====== Listed records ======

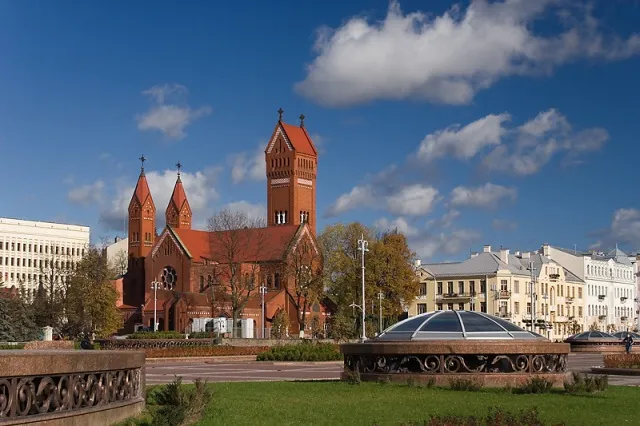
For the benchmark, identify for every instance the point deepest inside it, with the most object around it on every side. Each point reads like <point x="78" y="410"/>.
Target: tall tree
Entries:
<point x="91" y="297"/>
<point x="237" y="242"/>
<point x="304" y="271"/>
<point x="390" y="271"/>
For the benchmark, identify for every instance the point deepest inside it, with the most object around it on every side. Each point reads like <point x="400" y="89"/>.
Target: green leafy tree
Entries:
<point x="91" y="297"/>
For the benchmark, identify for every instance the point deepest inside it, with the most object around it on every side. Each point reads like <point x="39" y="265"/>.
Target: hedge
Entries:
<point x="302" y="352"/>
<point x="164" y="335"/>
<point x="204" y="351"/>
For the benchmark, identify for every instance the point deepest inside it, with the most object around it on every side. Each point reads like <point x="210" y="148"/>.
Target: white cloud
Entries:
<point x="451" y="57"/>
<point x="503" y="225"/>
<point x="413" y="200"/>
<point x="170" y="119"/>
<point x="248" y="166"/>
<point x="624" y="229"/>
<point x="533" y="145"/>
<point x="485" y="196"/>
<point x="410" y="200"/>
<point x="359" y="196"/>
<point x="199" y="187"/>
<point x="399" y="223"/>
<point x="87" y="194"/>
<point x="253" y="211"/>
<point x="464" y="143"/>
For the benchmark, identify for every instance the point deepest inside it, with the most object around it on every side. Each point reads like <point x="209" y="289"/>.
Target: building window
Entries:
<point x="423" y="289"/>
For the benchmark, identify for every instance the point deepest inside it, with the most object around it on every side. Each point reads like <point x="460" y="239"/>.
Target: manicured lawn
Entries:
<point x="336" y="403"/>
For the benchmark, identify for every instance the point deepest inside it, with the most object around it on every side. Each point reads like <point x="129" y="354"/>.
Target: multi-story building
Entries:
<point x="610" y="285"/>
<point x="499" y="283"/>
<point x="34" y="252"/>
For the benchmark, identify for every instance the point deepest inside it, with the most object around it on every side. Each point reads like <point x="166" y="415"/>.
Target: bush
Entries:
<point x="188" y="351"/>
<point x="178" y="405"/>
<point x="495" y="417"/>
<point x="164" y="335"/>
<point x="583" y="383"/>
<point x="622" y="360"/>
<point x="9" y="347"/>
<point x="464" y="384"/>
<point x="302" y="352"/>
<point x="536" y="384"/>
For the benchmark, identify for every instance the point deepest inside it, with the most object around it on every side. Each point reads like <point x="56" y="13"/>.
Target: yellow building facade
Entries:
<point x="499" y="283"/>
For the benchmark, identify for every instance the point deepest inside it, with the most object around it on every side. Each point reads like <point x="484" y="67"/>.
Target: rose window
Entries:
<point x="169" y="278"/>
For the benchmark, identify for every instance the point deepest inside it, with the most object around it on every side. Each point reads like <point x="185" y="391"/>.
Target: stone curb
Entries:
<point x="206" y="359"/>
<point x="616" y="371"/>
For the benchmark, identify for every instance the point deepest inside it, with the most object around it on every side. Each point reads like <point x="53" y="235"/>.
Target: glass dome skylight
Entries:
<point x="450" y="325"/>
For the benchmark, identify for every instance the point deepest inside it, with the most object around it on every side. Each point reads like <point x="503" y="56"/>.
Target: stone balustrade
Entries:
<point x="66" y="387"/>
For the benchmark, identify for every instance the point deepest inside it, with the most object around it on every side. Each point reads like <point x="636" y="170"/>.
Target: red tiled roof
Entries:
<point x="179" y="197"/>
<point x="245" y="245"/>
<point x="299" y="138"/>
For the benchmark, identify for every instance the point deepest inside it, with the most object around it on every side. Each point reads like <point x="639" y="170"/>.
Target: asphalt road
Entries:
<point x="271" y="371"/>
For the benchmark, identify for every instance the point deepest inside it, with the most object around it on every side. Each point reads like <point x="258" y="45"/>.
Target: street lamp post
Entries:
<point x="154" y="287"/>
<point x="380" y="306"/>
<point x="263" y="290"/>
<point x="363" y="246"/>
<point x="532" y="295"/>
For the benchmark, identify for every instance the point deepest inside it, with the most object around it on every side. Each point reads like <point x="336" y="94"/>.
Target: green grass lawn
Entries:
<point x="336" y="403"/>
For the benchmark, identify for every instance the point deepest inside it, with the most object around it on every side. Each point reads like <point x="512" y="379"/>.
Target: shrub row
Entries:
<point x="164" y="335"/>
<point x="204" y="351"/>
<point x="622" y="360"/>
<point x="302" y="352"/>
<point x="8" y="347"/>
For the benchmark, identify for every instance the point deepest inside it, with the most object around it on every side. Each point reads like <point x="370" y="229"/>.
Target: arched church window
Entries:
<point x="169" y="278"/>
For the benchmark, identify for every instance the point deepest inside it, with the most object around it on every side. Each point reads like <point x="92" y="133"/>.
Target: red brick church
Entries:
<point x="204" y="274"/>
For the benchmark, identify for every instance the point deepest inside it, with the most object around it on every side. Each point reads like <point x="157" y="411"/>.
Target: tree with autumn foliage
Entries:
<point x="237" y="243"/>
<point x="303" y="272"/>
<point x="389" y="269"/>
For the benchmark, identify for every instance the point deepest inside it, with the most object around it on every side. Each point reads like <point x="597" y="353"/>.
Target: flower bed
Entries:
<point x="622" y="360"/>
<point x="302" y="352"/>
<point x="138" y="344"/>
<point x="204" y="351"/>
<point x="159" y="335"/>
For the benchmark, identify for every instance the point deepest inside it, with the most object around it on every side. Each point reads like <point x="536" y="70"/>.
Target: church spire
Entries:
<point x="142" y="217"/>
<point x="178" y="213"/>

======

Work to be completed: Count the lines in the records above that contain the string "window", matching case exactly. Reply with the number alone.

Finished task: 3